Instructions -
1) According to the excerpt, at about what time did Blades and his girlfriend go to the bank?
2) Rewrite the excerpt from "The license plate number" to "Warriors plate cover.", swapping "registration sticker" for "validation decal".

Excerpt -
#####

But his seeming good deed backfired on him when a Miami-Dade police officer gave him a citation for the alleged crime of having the plate frame on his car.

"I find it baffling beyond belief," Blades said.

It started with a trip to a nearby bank with his girlfriend at about 2:30 a.m. Blades works odd hours. He's a well-established salsa singer, a family business; his brother, Ruben Blades, has achieved stardom as both a musician and actor. After making a deposit they noticed a large number -- he estimates 50 -- of feral cats and he drove over to take a look. But then some police officers became curious about him.

"We had the windows rolled down and all the sudden I see a police car coming, his lights off, fast," Blades said. "He gets right behind us and he puts on his lights. He said, 'What are you doing here?' We said, 'We're looking at these cats.' Then he said in a harder tone, 'No really why are you looking here?'"

He said he had no problem with the stop, but then became a little concerned when the police officer didn’t return for about 20 minutes. When the officer who ticketed him, identified in court records as Juan C. Rodriguez, finally returned he told him he was giving him a ticket.

"He said, 'I couldn't read your license plate,’" Blades said.  "I said, ‘What? You couldn't my license plate?’ He said, ‘No, I couldn’t read it.' I said, ‘The license plate behind my car? You couldn’t read it?’ He said, ‘No."

Blades couldn't believe it, especially because he knows a majority of cars on the road have plate covers, or protectors as they are sometimes called, on them similar to the one on his car.

The license plate number on his car was completely visible as was the registration sticker. The state website was visible at the top of the plate, only the seemingly meaningless "Sunshine State" on the bottom was partially concealed by Wounded Warriors plate cover.

Similar plate frames are doled out by car dealerships, tag agencies, university boosters and sports teams. Blades pointed out that even a friend of his, who happens to be an officer with the same law enforcement agency that ticketed him, has one on his car.

"As I drive through Dade County, you look at car after car, they have a protector," Blades said. "You can a field day pulling people over if this is a legal violation."

On a strictly technical basis,  it can be construed as a legal violation.

The law under which Blades was cited, Florida Statute 320.061, make it illegal to obstruct "any feature or detail on the license plate."

#####

Given material -
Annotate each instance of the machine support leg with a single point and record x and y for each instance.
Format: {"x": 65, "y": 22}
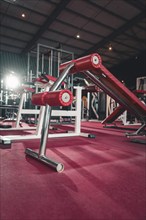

#####

Answers to the problems -
1) At about 2:30 a.m.

2)
The license plate number on his car was completely visible as was the validation decal. The state website was visible at the top of the plate, only the seemingly meaningless "Sunshine State" on the bottom was partially concealed by Wounded Warriors plate cover.